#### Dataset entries
-*-
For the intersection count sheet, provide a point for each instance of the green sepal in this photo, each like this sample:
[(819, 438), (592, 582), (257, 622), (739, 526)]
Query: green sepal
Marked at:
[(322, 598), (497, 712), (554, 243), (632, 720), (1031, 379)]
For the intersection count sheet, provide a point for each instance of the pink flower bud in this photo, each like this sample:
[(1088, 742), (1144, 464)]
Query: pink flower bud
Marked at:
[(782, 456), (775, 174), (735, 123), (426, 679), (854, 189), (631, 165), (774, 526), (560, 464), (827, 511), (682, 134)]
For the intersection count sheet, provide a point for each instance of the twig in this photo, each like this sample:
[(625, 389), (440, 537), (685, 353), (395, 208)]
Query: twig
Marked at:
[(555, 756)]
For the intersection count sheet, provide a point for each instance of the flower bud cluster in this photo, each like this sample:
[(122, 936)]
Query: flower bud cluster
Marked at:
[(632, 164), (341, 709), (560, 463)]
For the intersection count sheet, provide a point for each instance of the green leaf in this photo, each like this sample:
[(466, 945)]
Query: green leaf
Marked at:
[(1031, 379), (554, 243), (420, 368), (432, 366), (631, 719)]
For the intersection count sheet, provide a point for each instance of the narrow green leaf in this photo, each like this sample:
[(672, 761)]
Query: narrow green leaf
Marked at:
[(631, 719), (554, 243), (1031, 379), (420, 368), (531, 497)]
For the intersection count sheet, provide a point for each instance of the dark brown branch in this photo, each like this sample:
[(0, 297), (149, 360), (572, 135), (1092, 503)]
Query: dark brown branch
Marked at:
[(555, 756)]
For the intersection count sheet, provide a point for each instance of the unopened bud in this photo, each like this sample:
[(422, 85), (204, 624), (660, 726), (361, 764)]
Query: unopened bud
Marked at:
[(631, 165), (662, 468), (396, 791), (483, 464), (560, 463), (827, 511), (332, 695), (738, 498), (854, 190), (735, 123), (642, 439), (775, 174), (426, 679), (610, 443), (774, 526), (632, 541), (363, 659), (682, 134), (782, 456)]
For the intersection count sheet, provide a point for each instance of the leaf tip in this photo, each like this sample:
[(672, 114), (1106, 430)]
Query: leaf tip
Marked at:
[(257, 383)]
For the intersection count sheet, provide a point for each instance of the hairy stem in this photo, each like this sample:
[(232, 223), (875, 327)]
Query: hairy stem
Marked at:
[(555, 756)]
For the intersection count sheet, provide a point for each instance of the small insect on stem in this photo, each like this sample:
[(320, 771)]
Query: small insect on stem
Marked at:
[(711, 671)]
-*-
#### WHAT TO WORK ON
Render the stretch from the start of the material through the line containing "[(322, 598), (497, 712), (554, 243), (632, 720), (1031, 379)]" as a Markdown table with the columns Row and Line. Number each line and leave out blank lines.

#### CORRECT RESULT
| Row | Line |
|---|---|
| 1 | For the intersection count sheet, provide a point for each instance of the green sepal in this photo, each like this sample: |
| 2 | [(819, 438), (592, 582), (257, 622), (739, 526)] |
| 3 | Query: green sepal |
| 4 | Marked at: |
| 5 | [(322, 598), (497, 712), (554, 243), (632, 720), (1031, 379)] |